THE REQUEST ▸ All of the data must be printed exactly; please include every line.

(Collection entries)
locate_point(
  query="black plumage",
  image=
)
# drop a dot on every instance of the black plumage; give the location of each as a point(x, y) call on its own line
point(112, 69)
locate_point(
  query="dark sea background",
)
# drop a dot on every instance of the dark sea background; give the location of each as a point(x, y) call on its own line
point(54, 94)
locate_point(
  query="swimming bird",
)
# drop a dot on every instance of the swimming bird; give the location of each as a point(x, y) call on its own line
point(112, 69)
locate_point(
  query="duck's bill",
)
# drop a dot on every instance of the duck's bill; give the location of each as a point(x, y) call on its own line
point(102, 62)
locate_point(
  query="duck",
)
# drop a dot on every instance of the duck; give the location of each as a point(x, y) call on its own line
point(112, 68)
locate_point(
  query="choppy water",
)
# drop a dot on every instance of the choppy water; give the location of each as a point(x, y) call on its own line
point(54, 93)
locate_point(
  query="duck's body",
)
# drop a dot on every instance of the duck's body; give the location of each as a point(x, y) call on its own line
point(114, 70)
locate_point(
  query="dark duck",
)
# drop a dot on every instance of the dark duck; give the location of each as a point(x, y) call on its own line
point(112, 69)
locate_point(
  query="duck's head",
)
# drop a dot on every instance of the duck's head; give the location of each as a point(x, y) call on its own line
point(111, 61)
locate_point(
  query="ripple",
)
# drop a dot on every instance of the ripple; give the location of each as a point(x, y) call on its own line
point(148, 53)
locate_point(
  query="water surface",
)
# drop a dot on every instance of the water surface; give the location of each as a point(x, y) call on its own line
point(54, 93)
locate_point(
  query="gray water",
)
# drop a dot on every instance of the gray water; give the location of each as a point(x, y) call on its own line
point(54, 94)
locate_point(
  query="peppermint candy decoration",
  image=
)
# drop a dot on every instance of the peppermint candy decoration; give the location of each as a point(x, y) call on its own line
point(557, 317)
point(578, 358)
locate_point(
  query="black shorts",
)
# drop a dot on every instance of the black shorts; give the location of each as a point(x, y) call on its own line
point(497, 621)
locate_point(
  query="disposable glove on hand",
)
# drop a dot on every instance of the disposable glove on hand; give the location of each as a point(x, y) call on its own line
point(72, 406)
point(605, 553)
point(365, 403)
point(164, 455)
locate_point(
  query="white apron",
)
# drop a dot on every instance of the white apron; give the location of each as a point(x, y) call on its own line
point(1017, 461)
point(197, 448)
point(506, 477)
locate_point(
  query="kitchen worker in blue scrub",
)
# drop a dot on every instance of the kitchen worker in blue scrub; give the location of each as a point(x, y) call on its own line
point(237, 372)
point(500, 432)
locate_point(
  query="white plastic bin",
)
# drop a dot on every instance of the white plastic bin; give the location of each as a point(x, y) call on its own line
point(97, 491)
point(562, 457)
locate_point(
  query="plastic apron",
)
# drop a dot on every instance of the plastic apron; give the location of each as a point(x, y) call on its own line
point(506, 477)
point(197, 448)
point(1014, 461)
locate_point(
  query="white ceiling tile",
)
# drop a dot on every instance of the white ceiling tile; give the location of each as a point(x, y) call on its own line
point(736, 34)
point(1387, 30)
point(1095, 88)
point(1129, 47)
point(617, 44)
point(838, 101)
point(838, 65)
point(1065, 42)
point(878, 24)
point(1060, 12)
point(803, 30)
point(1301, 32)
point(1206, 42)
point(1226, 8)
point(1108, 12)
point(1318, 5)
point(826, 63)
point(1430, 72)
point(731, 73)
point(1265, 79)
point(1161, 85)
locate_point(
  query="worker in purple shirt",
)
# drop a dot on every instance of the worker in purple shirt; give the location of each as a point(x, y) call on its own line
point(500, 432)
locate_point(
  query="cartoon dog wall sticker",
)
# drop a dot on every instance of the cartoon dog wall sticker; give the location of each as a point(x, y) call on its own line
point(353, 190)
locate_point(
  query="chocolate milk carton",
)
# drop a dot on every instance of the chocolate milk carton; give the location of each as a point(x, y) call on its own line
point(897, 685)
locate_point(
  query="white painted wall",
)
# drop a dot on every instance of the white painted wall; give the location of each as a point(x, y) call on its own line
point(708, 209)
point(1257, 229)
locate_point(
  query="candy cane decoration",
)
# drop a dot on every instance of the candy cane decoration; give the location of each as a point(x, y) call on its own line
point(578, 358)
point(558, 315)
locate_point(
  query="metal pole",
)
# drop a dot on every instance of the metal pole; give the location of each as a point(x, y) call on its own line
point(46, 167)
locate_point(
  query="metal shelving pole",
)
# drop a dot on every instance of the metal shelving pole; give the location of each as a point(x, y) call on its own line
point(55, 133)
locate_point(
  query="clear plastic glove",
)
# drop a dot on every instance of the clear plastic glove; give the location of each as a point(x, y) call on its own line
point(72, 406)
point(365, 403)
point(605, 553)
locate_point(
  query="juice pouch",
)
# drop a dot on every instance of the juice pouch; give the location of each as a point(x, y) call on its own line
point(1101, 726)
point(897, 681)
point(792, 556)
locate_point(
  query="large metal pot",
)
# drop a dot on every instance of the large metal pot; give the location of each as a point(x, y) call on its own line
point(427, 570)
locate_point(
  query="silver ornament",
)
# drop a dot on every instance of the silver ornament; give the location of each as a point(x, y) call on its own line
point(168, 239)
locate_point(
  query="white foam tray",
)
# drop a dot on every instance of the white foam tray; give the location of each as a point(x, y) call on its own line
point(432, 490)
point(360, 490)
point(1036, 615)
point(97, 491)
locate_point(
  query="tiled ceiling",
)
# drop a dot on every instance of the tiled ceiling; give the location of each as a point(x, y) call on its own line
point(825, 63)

OUTPUT FOR THIS EXERCISE ▸
locate_point(
  query="black plumage",
  image=
)
# drop a dot on every instance of the black plumage; give the location of each as a point(x, y) call on its own line
point(112, 69)
locate_point(
  query="dark sea background",
)
# drop a dot on every instance of the dark sea background; give the location of each as a point(x, y) call on its own line
point(54, 94)
locate_point(
  query="swimming bird",
)
# drop a dot on every instance of the swimming bird; give the location of each as a point(x, y) call on its own line
point(112, 69)
locate_point(
  query="duck's bill",
)
# drop a dot on every instance of the duck's bill; give the location of each as a point(x, y) call on its own line
point(102, 62)
locate_point(
  query="duck",
)
# drop a dot on every instance of the duck; give the location of each as a point(x, y) call on its own line
point(112, 68)
locate_point(
  query="choppy water",
)
# drop a dot on every instance of the choppy water; give the location of each as a point(x, y) call on its own line
point(54, 93)
locate_point(
  query="duck's body",
)
# drop a dot on every instance of the duck's body; give the location of each as a point(x, y) call on its own line
point(114, 70)
locate_point(
  query="dark duck",
)
# drop a dot on every instance of the dark duck; give the location of each as a point(x, y) call on its own line
point(112, 69)
locate_point(
  query="duck's head",
)
# drop a dot on every instance of the duck's head; give the location of each as a point(x, y) call on its own line
point(111, 61)
locate_point(
  query="ripple",
)
# drop a dot on every instance of the ripple; give the location of each as a point(x, y) call on its own line
point(148, 53)
locate_point(
  query="water surface",
)
# drop a dot on every instance of the water surface; give the location of each as a point(x, y) call on its own line
point(54, 93)
locate_point(
  query="gray water",
)
# drop a dot on every instance of the gray water; give the location of each as a point(x, y) call on its own line
point(54, 94)
locate_point(
  query="peppermint candy decoration",
  image=
)
# drop a dot on every instance of the peppermint candy decoration; give the location of each as a point(x, y) call on its own line
point(557, 317)
point(578, 358)
locate_point(
  query="black shorts",
)
# drop a dot on every instance of the black shorts; give the location of each as a point(x, y) call on its own line
point(497, 621)
locate_point(
  query="disposable glove on hand",
)
# drop a dot on every instance of the disposable glove on hand; give the location of each as a point(x, y) call on its own line
point(72, 406)
point(605, 553)
point(365, 403)
point(164, 455)
locate_point(
  query="white apron",
)
# drop a dot on every instance of the white apron; give the location of each as a point(x, y) call on its own line
point(1017, 461)
point(197, 448)
point(506, 477)
locate_point(
  query="kitchen worker in blue scrub",
)
# drop a dot on every instance of the kitchen worker in blue scrub; give the location of each as a point(x, y) call on its own line
point(237, 372)
point(500, 432)
locate_point(
  query="white plastic bin",
)
# drop a dot on every instance of the white plastic bin; give the location of each as a point(x, y) call on its own line
point(97, 491)
point(562, 457)
locate_point(
  query="plastic apron",
)
# drop a dot on every instance of the plastic apron; give the location of each as a point(x, y) call on its own line
point(506, 477)
point(197, 448)
point(1014, 461)
locate_point(
  query="white ceiling tile",
)
# drop a dot on every instance of the white ceiling tile; give the location of each as a point(x, y) call on its own line
point(736, 34)
point(1387, 30)
point(1095, 88)
point(1129, 47)
point(617, 44)
point(838, 101)
point(838, 65)
point(1065, 42)
point(878, 24)
point(1060, 12)
point(803, 30)
point(1301, 32)
point(1206, 42)
point(1226, 8)
point(1108, 12)
point(1318, 5)
point(826, 63)
point(1430, 72)
point(731, 73)
point(1265, 79)
point(1161, 85)
locate_point(
  query="worker in purple shirt",
)
# drop a dot on every instance of the worker in purple shirt; give the location of each as a point(x, y) call on its own line
point(500, 432)
locate_point(
  query="cartoon dog wall sticker",
)
# drop a dot on every instance of the cartoon dog wall sticker; give the location of each as a point(x, y) call on its own line
point(353, 190)
locate_point(
  query="chocolate milk carton",
)
# drop a dot on every instance of the chocolate milk carton; give the location of each as a point(x, y) call on its own line
point(897, 685)
locate_point(
  query="white painted wall",
)
# drop a dot on every instance of the white painted wall; give the location of each as a point(x, y) call on its own line
point(708, 209)
point(1257, 229)
locate_point(
  query="candy cane decoration",
)
# drop a dot on every instance of the candy cane decoration; give the location of each as a point(x, y) call on its own line
point(578, 358)
point(558, 315)
locate_point(
  query="metal pole",
)
# drop a dot on every instance of the metal pole; give the location of each as a point(x, y) call on its own line
point(46, 167)
locate_point(
  query="metal shelving pole",
)
# drop a dot on every instance of the metal shelving pole; give the location of each as a point(x, y) call on its own line
point(55, 133)
locate_point(
  query="clear plastic glove",
)
# drop a dot on every instance of the clear plastic glove; give the location of each as a point(x, y) call on its own line
point(72, 406)
point(365, 403)
point(605, 553)
locate_point(
  query="juice pouch",
)
# drop a dot on every instance of the juice pouch; give the location of each as a point(x, y) call on its own line
point(1101, 726)
point(897, 681)
point(792, 556)
locate_point(
  query="large metal pot",
)
# drop a dot on every instance of the large metal pot; give the location of each as a point(x, y) call on its own line
point(427, 570)
locate_point(
  query="silver ornament",
)
# drop a dot on every instance of the silver ornament; give the location of each as a point(x, y) call on its own line
point(168, 239)
locate_point(
  query="white foam tray",
)
# drop a dot on every instance of the white foam tray; give the location of each as a point(x, y) call on its own line
point(432, 490)
point(360, 490)
point(1036, 615)
point(97, 491)
locate_point(
  query="tiled ceiling",
)
# drop a dot on every instance of the tiled ceiling; give the location of each as a point(x, y) call on its own line
point(825, 63)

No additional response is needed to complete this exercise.